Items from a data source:

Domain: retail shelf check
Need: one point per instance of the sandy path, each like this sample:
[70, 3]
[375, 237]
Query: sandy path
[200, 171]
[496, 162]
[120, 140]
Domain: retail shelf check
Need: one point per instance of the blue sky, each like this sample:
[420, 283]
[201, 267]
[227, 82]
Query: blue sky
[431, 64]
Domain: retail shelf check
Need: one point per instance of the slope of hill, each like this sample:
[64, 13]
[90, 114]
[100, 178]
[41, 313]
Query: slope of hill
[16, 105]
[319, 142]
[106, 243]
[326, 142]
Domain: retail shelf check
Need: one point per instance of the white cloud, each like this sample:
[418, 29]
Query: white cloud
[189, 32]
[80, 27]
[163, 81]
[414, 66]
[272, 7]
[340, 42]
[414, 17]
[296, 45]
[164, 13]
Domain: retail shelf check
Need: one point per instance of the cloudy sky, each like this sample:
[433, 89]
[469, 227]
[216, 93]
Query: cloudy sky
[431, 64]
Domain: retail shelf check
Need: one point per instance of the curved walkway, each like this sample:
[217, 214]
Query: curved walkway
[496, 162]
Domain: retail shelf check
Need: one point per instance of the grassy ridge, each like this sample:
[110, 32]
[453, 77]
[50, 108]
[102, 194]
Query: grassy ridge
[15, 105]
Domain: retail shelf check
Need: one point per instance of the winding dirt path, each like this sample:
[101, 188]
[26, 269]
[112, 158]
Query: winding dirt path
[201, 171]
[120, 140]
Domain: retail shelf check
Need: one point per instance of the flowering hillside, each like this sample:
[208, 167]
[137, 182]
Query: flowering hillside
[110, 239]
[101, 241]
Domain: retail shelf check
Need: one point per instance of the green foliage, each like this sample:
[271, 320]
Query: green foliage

Action item:
Exact copies of all the entries above should be returned.

Output of the exercise:
Domain: retail shelf check
Need: one point per instance of the sandy path, each like this sample:
[70, 3]
[375, 237]
Query: sandy path
[200, 171]
[496, 162]
[120, 140]
Domain: retail shelf check
Need: one point per instance of the blue sky, each like this sample:
[420, 283]
[201, 267]
[227, 82]
Query: blue sky
[431, 64]
Domain: retail shelf check
Need: one point per instance of the slope of hill, each like this sample:
[64, 13]
[90, 114]
[100, 178]
[41, 313]
Query: slope of hill
[16, 105]
[319, 142]
[106, 243]
[326, 142]
Domain: retail shelf check
Need: one point per instance of the white cloud, each like this sample:
[418, 29]
Query: white cloud
[189, 32]
[80, 27]
[163, 81]
[414, 66]
[272, 7]
[340, 42]
[414, 17]
[296, 45]
[164, 13]
Domain: retail shelf check
Need: one point per instance of the cloudy sky, each like this sample:
[433, 89]
[469, 227]
[216, 93]
Query: cloudy sky
[431, 64]
Domain: retail shelf check
Need: one point per instance of the curved walkway, each like this sample:
[217, 214]
Query: curved walkway
[496, 162]
Domain: retail shelf check
Need: one point per instance of the grassy ridge, each like this sample:
[110, 32]
[453, 77]
[50, 108]
[102, 194]
Query: grassy ridge
[15, 105]
Domain: retail shelf check
Need: one point per instance of the winding dirt path, each like this sample:
[101, 188]
[26, 269]
[112, 158]
Query: winding dirt path
[201, 171]
[120, 140]
Domain: retail shelf check
Need: one point per instance of the flowering hillside, each like this sample:
[208, 167]
[137, 182]
Query: flowering hillside
[110, 239]
[101, 241]
Domain: retail shelf check
Need: one point per instance of the green foliage, each like this sample:
[271, 320]
Query: green foliage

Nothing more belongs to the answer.